=== Exercise prompt ===
Copy every entry word for word. Skip the pictures.

=== Source material ===
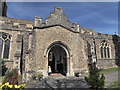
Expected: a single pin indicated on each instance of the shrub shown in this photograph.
(37, 76)
(34, 77)
(94, 78)
(40, 76)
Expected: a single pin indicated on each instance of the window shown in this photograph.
(105, 49)
(4, 45)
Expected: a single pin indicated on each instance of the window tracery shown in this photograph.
(105, 49)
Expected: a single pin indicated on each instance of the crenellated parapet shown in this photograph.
(103, 36)
(56, 18)
(15, 24)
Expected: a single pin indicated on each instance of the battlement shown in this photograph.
(57, 17)
(15, 24)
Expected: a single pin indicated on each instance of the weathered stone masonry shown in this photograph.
(32, 41)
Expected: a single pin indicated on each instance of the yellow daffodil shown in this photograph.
(10, 86)
(16, 86)
(7, 83)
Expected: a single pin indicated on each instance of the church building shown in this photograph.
(33, 46)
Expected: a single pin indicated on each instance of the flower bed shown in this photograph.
(7, 86)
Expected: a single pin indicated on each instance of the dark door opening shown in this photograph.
(57, 60)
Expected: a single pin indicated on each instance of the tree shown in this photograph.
(95, 79)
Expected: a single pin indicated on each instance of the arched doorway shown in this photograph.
(57, 59)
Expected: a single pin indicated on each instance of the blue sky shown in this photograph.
(100, 16)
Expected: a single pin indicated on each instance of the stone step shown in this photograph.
(56, 76)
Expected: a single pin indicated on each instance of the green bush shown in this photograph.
(94, 79)
(11, 76)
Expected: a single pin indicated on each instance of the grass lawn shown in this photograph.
(104, 71)
(115, 85)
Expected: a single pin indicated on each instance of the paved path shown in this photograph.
(51, 83)
(111, 77)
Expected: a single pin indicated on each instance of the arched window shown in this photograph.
(4, 45)
(105, 49)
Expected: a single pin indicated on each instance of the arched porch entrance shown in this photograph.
(58, 58)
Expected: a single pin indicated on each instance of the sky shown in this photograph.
(100, 16)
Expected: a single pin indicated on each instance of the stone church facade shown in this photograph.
(32, 46)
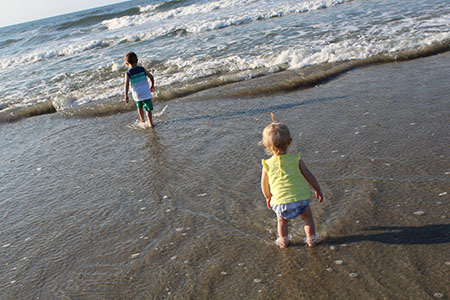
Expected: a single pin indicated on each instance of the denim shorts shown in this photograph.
(147, 104)
(291, 210)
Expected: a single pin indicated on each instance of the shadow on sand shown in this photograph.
(398, 235)
(255, 111)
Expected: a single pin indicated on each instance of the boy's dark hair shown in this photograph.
(131, 58)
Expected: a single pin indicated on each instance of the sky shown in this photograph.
(19, 11)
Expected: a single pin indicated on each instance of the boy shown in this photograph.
(140, 89)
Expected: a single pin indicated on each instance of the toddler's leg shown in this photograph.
(149, 118)
(283, 239)
(310, 228)
(141, 114)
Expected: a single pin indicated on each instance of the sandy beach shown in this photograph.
(176, 212)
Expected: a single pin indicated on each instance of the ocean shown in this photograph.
(95, 207)
(75, 59)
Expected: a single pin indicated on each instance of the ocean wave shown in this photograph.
(95, 19)
(243, 14)
(265, 81)
(46, 54)
(9, 42)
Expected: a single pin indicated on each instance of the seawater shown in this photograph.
(93, 206)
(68, 61)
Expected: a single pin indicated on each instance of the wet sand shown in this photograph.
(94, 209)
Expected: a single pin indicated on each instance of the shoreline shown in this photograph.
(281, 82)
(120, 213)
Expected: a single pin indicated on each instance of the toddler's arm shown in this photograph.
(149, 75)
(311, 180)
(265, 187)
(126, 87)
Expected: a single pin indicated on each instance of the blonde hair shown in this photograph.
(276, 137)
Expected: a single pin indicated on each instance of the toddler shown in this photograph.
(136, 76)
(284, 183)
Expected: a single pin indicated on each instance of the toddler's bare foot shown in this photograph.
(312, 241)
(283, 242)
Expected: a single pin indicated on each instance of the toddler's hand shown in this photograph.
(319, 196)
(268, 204)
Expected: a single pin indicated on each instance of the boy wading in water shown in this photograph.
(284, 183)
(136, 77)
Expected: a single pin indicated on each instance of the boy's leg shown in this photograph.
(310, 228)
(282, 226)
(141, 114)
(149, 117)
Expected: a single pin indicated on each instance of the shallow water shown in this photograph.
(93, 208)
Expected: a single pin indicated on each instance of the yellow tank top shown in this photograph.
(286, 182)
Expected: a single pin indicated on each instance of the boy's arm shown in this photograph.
(126, 87)
(311, 180)
(149, 75)
(265, 187)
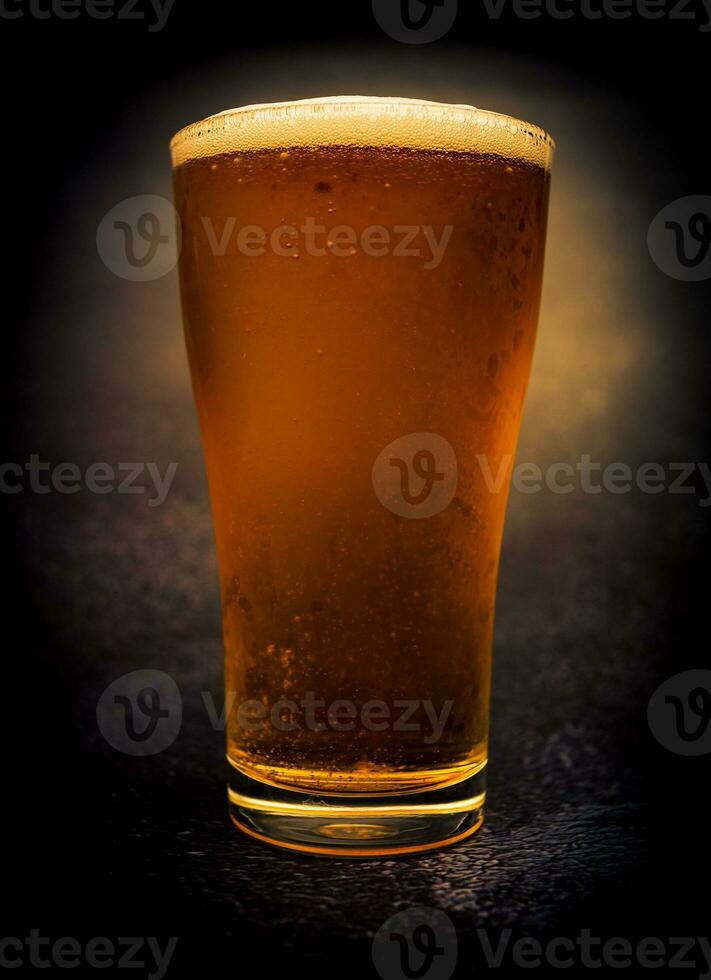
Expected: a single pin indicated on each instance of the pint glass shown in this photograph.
(360, 284)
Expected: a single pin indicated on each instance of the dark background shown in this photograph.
(590, 822)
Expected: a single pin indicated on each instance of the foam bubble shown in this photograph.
(366, 121)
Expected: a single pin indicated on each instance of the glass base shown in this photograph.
(357, 825)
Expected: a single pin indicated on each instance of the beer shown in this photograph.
(358, 275)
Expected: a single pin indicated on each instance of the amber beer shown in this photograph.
(360, 283)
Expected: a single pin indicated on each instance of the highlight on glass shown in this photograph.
(360, 282)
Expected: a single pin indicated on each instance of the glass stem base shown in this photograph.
(357, 825)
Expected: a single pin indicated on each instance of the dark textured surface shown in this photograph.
(579, 793)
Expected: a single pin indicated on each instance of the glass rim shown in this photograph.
(366, 121)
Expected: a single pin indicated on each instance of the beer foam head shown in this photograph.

=== Response to the task ===
Expected: a single pin indicated on each instance of the shrub shown in this photograph.
(37, 76)
(34, 77)
(94, 78)
(40, 76)
Expected: a single pin indicated on each instance of the window shown in this photograph.
(105, 49)
(4, 45)
Expected: a single pin indicated on each instance of the window tracery shown in this photograph.
(105, 49)
Expected: a single pin indicated on each instance of the crenellated parapet shown in this photograph.
(103, 36)
(56, 18)
(15, 24)
Expected: a single pin indicated on each instance of the battlement shown in this photograph.
(57, 17)
(15, 24)
Expected: a single pin indicated on each instance of the weathered stone masonry shown in this photograph.
(32, 41)
Expected: a single pin indicated on each instance of the yellow daffodil shown in this photograph.
(10, 86)
(16, 86)
(7, 83)
Expected: a single pin indicated on each instance of the church building shown in this photograph.
(33, 46)
Expected: a single pin indicated on each instance of the flower bed shown in this photograph.
(7, 86)
Expected: a single pin indicated on each instance of the dark door opening shown in this photograph.
(57, 60)
Expected: a single pin indicated on each instance of the tree shown in this photograph.
(95, 79)
Expected: a single pin indicated on each instance of the arched doorway shown in this photograph.
(57, 59)
Expected: a single pin indicated on each instance of the blue sky shown in this photograph.
(100, 16)
Expected: a single pin indicated on each instance of the stone step shown in this photograph.
(56, 76)
Expected: a single pin indicated on each instance of the green bush shown in this photograph.
(94, 79)
(11, 76)
Expected: a single pin indicated on each instance of the grass lawn shown in this photograph.
(104, 71)
(115, 85)
Expected: a single pin indicated on each instance of the paved path shown in this photograph.
(51, 83)
(111, 77)
Expected: a single pin indicated on each instance of the arched window shown in this photograph.
(4, 45)
(105, 49)
Expected: a single pin indicated on each instance of the arched porch entrance shown in this photograph.
(58, 58)
Expected: a single pin indicated on each instance of the sky shown in this photograph.
(100, 16)
Expected: a single pin indicated on each instance of the stone church facade shown in this photograph.
(32, 46)
Expected: a single pin indicated on each instance of the denim shorts shown in this photograph.
(147, 104)
(291, 210)
Expected: a single pin indicated on each instance of the shadow on sand shown in this photograph.
(398, 235)
(255, 111)
Expected: a single pin indicated on each instance of the boy's dark hair shown in this photograph.
(131, 58)
Expected: a single pin indicated on each instance of the sky shown in this photograph.
(19, 11)
Expected: a single pin indicated on each instance of the boy shown in this photograph.
(140, 89)
Expected: a single pin indicated on each instance of the toddler's leg shown in this photograph.
(149, 118)
(283, 239)
(310, 228)
(141, 114)
Expected: a single pin indicated on each instance of the sandy beach shown in this photograph.
(176, 212)
Expected: a single pin indicated on each instance of the ocean shown in this photograph.
(95, 207)
(75, 59)
Expected: a single pin indicated on each instance of the ocean wave shown in this photograph.
(95, 19)
(243, 14)
(265, 81)
(46, 54)
(9, 42)
Expected: a single pin indicated on each instance of the seawater shown in this photograph.
(93, 206)
(68, 61)
Expected: a single pin indicated on each instance of the wet sand shown in this photograph.
(94, 209)
Expected: a single pin indicated on each instance of the shoreline shown in this photograph.
(281, 82)
(120, 213)
Expected: a single pin indicated on each instance of the toddler's arm shown in this photograph.
(149, 75)
(311, 180)
(265, 187)
(126, 87)
Expected: a single pin indicated on each instance of the blonde hair shown in this photograph.
(276, 137)
Expected: a single pin indicated on each instance of the toddler shown in this photograph.
(136, 76)
(284, 183)
Expected: a single pin indicated on each instance of the toddler's bare foot shown in this photograph.
(312, 241)
(283, 242)
Expected: a single pin indicated on each instance of the toddler's hand shown in this photograph.
(319, 196)
(268, 204)
Expected: a single pin indicated on each instance of the boy wading in water shown in this photograph.
(284, 183)
(136, 77)
Expected: a single pin indicated on each instance of the boy's leg shown in this photograph.
(310, 228)
(282, 226)
(141, 114)
(149, 117)
Expected: a single pin indicated on each instance of the shallow water shown in this photograph.
(93, 208)
Expected: a single pin indicated on each instance of the yellow tank top shown in this photograph.
(286, 182)
Expected: a single pin indicated on each instance of the boy's arm shown in this photograph.
(126, 87)
(311, 180)
(149, 75)
(265, 187)
Expected: a single pin indicated on each instance of the pint glass shown in this photograph.
(360, 284)
Expected: a single pin indicated on each instance of the dark background shown in this photograph.
(590, 822)
Expected: a single pin indicated on each instance of the foam bubble shown in this photograph.
(366, 121)
Expected: a single pin indicated on each instance of the glass base shown in this photograph.
(357, 825)
Expected: a single pin indicated on each instance of the beer shown in this photograph.
(358, 275)
Expected: a single pin indicated on each instance of the amber beer shown in this photograph.
(360, 283)
Expected: a single pin indicated on each instance of the highlight on glass shown in this photograph.
(360, 282)
Expected: a single pin indicated on each instance of the glass stem base shown in this photograph.
(357, 825)
Expected: a single pin indicated on each instance of the dark textured surface shown in this photograph.
(579, 793)
Expected: a single pin indicated on each instance of the glass rim shown in this photograph.
(366, 121)
Expected: a single pin indicated on each instance of the beer foam head shown in this photograph.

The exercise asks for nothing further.